TO DO:
A) In the passage about Kes the Band, in what year was the group formed?
B) Copy the passage about Kes the Band starting at "Kes the Band has" and ending at "With No Door.", substituting "records" for "albums".
** Opening PASSAGE FOR REVIEW block **
Background information
- Origin: Trinidad and Tobago
- Genres: Soca
- Years active: 2005–present
- Website: Kestheband.com

= Kes (band) =

Kes (commonly known as Kes the Band or KTB) is a Trinidadian soca group formed in 2005, known for their eclectic mix of R&B, Pop, Rock, Soca, EDM and reggae. The band originally comprised brothers Kees Dieffenthaller on lead vocals, drummer Hans Dieffenthaller, rhythm guitarist Jon Dieffenthaller along with friend Riad Boochoon on bass guitar. Hans was eventually replaced by Dean James with keyboardist Mario Callender and DJ Robbie Persaud appearing as supporting members. Since the band's inception, they've been elevated to mainstream popularity nationally and throughout the Caribbean diaspora.

In 2011, Kees was crowned T&T's International Groovy Soca Monarch The band's hit tune "Wotless" was also nominated for a 2011 BET Soul Train Music Award in the category of best Caribbean Performance. Another hit single called "Hello", released in 2017, has since earned the most digital streams of any soca song in the last decade. Kes teamed up with Iwer George to win both the 2020 T&T International Soca Monarch and Road March titles. The band has also collaborated with artistes such as Joss Stone, Shaggy, Busy Signal, Shenseea, Snoop Dogg, Major Lazer and Tesanne Chin.

Kes the Band has released ten albums to date, Three Baldheads and a Dread, Lion, On in 5, Wotless, Stereotype, Wired, MadMen Productions Presents: Kes, Windows to the World, We Home, and Man With No Door.

==Origins==
Born to Deanna (née Prudent), a classical trained opera singer and accountant George “Bunny” Dieffenthaller, oldest son Hans began playing the drums at the age of 10. With younger brother Jon as bass player, both sought to form a garage band. When they got ahold of enough musicians, they eventually choose Kees as the band's lead singer. Performances were usually held on a stage that was built in the backyard of the Dieffenthaller home. Though the band waned off, the siblings' musical talents continued to blossom. As time went by Kees became a member of numerous choirs, theatre productions and other musical projects. At the age of 13, Kees formed an R&B group called KLAS, comprising former T&T Miss Universe Faye Alibocus, schoolmates Michael Zephyrine and Marc Alexander.
** Closing PASSAGE FOR REVIEW block **
** Opening SUPPLIED INFORMATION block **
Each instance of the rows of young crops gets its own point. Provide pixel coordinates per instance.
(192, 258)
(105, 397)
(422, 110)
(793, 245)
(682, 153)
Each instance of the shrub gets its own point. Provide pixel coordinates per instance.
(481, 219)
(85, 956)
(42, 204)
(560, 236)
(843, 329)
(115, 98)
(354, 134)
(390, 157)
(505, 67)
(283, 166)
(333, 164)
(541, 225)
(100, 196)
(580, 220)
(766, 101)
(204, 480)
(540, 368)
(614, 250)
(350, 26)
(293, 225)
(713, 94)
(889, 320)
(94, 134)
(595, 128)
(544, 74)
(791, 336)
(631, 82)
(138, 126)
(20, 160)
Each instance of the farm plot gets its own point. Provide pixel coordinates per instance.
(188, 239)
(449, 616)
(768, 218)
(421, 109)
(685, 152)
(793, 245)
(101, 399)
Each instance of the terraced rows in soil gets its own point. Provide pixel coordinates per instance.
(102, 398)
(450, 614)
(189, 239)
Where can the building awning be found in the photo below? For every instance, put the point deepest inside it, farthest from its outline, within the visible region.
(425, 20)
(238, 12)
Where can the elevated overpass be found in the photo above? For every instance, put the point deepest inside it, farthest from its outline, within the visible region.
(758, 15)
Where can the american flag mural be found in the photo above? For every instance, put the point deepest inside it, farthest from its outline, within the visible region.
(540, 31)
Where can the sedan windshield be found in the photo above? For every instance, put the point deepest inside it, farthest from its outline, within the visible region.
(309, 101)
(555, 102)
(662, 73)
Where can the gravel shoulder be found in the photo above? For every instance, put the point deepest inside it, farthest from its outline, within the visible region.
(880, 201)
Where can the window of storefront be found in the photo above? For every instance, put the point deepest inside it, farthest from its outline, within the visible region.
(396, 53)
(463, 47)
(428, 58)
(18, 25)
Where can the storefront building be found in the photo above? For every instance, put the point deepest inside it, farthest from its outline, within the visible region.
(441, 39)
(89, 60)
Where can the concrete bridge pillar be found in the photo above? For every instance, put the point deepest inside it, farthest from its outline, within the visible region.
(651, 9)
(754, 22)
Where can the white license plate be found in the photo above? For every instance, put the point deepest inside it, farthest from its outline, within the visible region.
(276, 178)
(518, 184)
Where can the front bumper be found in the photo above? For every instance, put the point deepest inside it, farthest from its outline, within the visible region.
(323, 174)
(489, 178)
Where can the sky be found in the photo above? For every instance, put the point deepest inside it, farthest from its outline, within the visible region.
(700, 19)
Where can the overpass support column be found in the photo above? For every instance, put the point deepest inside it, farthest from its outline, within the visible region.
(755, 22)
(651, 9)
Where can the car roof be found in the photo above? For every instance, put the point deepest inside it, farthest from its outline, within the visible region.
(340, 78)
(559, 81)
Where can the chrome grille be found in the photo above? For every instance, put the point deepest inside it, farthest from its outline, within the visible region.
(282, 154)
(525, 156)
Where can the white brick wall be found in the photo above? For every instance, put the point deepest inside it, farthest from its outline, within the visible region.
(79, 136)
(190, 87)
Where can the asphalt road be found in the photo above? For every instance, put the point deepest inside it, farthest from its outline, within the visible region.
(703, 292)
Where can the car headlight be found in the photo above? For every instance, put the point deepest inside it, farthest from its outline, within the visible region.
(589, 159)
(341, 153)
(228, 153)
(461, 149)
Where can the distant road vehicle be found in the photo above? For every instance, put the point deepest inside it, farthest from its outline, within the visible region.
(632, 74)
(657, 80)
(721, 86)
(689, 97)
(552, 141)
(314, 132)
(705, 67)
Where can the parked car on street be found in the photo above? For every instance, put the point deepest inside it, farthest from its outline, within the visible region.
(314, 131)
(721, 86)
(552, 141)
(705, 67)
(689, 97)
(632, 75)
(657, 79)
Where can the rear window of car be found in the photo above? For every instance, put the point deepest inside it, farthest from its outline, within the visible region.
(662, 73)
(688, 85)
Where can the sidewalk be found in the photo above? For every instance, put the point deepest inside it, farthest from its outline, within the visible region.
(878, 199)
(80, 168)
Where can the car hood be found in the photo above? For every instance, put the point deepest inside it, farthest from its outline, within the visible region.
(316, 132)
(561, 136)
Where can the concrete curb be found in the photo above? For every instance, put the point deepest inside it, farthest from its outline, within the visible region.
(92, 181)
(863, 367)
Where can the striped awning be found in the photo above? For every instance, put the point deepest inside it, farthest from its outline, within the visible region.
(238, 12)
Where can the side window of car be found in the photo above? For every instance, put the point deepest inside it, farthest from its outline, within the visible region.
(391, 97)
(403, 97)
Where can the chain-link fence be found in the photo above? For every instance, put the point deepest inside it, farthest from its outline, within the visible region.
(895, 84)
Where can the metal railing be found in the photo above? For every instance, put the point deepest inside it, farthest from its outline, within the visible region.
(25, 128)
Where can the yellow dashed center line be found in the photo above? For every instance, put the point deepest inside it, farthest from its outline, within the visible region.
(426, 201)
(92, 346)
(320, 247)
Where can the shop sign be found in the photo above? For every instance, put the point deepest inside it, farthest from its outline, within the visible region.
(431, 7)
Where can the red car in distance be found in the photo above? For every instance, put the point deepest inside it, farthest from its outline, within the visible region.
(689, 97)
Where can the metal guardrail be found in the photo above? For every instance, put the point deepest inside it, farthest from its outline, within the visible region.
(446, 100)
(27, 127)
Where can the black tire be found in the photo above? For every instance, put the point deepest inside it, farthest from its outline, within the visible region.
** Closing SUPPLIED INFORMATION block **
SOLUTION LIST:
A) 2005

B)
Kes the Band has released ten records to date, Three Baldheads and a Dread, Lion, On in 5, Wotless, Stereotype, Wired, MadMen Productions Presents: Kes, Windows to the World, We Home, and Man With No Door.